> **The exercise**: Render every line of the material below as a numbered list, leaving out any blank lines.

> **Material to process**:
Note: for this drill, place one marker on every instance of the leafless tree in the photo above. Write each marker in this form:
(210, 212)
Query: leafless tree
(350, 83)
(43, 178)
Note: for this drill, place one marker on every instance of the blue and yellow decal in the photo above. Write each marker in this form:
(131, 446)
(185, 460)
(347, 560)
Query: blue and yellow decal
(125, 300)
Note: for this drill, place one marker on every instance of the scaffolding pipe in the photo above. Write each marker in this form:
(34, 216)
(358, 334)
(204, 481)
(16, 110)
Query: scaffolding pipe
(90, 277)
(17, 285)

> **Output**:
1. Note: for this drill, place one marker on every instance of the leafless tree in the photo above. Write each marker in this form:
2. (210, 212)
3. Query: leafless tree
4. (350, 83)
5. (43, 178)
6. Note: for this drill, place one marker on every instance of the blue and yellow decal in the photo above. Write each marker in this form:
7. (131, 446)
8. (185, 460)
9. (347, 560)
10. Query: blue and yellow decal
11. (125, 300)
12. Note: for this drill, place one marker on every instance of the scaffolding pipe in the photo above. Write each marker in this form:
13. (34, 216)
14. (358, 334)
15. (204, 481)
16. (16, 110)
17. Query: scaffolding pipe
18. (90, 277)
19. (17, 285)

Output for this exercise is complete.